■ **The data**:
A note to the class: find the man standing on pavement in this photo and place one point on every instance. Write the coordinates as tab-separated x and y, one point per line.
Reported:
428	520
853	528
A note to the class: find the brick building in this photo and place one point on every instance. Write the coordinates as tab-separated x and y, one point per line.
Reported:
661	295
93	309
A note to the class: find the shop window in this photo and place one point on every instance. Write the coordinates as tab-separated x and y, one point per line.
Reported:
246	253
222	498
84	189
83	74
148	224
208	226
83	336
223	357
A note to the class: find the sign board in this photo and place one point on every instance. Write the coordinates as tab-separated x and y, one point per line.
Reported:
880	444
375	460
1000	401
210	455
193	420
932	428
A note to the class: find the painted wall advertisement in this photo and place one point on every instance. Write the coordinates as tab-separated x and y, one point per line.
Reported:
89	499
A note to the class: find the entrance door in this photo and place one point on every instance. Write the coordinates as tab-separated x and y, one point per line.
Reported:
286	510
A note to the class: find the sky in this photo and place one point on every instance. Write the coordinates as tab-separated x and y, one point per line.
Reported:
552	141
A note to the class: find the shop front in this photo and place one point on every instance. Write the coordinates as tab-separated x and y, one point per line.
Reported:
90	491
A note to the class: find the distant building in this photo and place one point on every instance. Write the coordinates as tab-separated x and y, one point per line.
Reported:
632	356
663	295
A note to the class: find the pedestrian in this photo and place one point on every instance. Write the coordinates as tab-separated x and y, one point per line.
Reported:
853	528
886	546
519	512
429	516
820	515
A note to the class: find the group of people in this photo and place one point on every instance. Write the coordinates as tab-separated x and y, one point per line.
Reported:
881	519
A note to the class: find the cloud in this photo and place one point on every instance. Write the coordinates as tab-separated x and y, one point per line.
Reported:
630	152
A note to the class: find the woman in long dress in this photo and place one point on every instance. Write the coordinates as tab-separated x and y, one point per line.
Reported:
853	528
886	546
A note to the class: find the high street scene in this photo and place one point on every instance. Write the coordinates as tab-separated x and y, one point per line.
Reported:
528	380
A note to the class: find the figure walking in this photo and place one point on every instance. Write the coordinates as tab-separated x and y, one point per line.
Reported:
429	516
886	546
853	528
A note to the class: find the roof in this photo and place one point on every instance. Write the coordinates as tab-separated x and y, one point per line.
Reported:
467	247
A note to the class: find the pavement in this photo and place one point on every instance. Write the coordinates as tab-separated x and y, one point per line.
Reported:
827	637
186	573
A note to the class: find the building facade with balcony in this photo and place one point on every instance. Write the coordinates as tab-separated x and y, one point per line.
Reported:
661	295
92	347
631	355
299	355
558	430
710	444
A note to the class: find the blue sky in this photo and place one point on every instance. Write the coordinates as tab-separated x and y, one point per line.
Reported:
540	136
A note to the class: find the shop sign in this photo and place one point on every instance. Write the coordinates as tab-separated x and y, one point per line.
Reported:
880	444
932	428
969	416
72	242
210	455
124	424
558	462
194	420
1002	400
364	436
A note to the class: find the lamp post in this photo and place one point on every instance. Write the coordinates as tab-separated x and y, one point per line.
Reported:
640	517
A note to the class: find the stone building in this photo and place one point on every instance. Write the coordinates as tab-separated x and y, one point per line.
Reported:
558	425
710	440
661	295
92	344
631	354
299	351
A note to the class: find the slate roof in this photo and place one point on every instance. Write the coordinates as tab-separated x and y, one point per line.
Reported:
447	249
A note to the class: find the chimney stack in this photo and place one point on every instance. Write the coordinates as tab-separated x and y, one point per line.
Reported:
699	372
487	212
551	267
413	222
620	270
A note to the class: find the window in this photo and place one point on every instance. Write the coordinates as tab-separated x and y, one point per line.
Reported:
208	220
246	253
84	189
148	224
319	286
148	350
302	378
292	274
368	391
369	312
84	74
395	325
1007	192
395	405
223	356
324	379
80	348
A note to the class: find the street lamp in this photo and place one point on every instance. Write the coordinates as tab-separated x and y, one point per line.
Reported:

■ **Work required**: Retype the whole listing above exactly.

■ **The answer**:
A note to the class: find the man standing on pavement in this photo and place one point on every instance. Write the coordinates as tab-separated x and y, one point per line.
Reported:
428	520
853	528
A note to the class: find the brick building in this photo and place one point on every instance. Write the coordinates as tab-separated x and y, one point per line.
Reported:
661	295
93	309
A note to the class: find the shop window in this photo and place one point on every instance. Write the coordinates as tab-separated x and y, one point per line.
Reported:
246	253
222	498
84	189
83	74
148	224
208	226
83	336
223	357
A note to the class: find the sign board in this photo and place one point on every instance. Write the coordinates as tab-separated x and y, one point per line.
Reported:
880	444
375	460
1000	401
210	455
193	420
932	428
A note to the class: find the painted wall advertisement in this photo and place one point on every instance. Write the coordinates as tab-separated x and y, one point per line.
Reported:
89	499
A note to the class: find the entrance door in this photo and place one point on every instance. Write the coordinates as tab-separated x and y, one point per line.
Reported:
286	510
A note to the class: find the sky in this photo and place one point on every instance. Write the coordinates as tab-separated x and y, one point per line.
Reported:
552	141
A note to the class: find the shop front in this photo and place one point on every instance. Write the coordinates as tab-separated x and y, one point per line.
Reported:
90	491
A note to the class: find the distant building in this photo and place one point on every instance. Write the coordinates as tab-separated x and y, one point per line.
Reported:
632	356
663	295
A note to the class: find the pedestrian in this photo and place one point on every instance. Write the coordinates as tab-separated x and y, one point per line.
Reported:
853	528
886	546
519	512
429	516
820	515
A note to the class: find the group of people in this photo and place one point on every instance. Write the coordinates as tab-separated x and y, one point per line.
Reported:
881	519
A note to the class: find the cloud in this photo and place one point on every instance. Write the coordinates as tab-separated x and y, one point per line.
Reported:
630	152
A note to the class: find the woman in long dress in this photo and place one point on every instance. Write the coordinates as tab-separated x and y, one point per line.
Reported:
853	528
886	546
A note to the class: find the high street scene in this photo and place one point on every instance. Write the coordinates as tab-separated x and y, one point per line.
Reported:
528	380
A note to the class: find the figure walking in this photo and place one point on every instance. Write the coordinates as tab-separated x and y, one point per line.
Reported:
429	516
886	546
853	528
A note to the class: find the roof in this photo and place one point on every instance. Write the coordinates as tab-separated x and y, one point per line.
Reported:
467	247
A note to the class: find the pavement in this photo and place one point on every instance. Write the coordinates as tab-separated x and y, one point per line.
Reported:
827	637
186	573
A note to the class: find the building facade with balcony in this photo and place one point on every instance. Write the coordinates as tab-separated x and y, one point per line.
Reported:
661	295
92	347
631	355
299	355
558	430
710	444
A note to the class: find the blue sky in this photo and place one point on every instance. Write the coordinates as tab-separated x and y, one point per line.
Reported:
540	136
A note to the class: find the shop sign in this photo and place one point on every instance. Write the coordinates as tab-separated x and y, one point per line.
Reported:
880	444
932	428
969	416
72	242
210	455
124	424
558	462
194	420
1002	400
364	436
A note to the class: find the lamp post in this photo and place one point on every instance. Write the coordinates as tab-separated x and y, one point per line.
Reported:
640	517
A note to the class: find the stone building in this photo and place one point on every instance. Write the coordinates as tab-separated x and y, one point per line.
Reported:
558	425
710	440
661	295
92	344
631	354
299	351
A note to the class: find the slate roof in this photo and place one point on every instance. Write the coordinates as tab-separated x and y, one point per line.
Reported:
447	249
A note to the class: find the chimney stack in this photo and place one point on every instance. Write the coordinates as tab-separated x and y, one point per line.
Reported:
699	372
487	212
551	267
413	222
620	270
A note to the class: find the window in this photo and place one point on every instance. Write the coordinates as tab-separated x and y, one point per line.
Reported:
208	220
246	253
84	189
148	224
319	286
148	350
302	378
292	274
368	391
369	312
84	74
395	325
1007	192
395	405
223	356
324	379
80	348
A note to the class: find the street lamp in this photo and place one point on every instance. Write the coordinates as tab-separated x and y, one point per line.
Reported:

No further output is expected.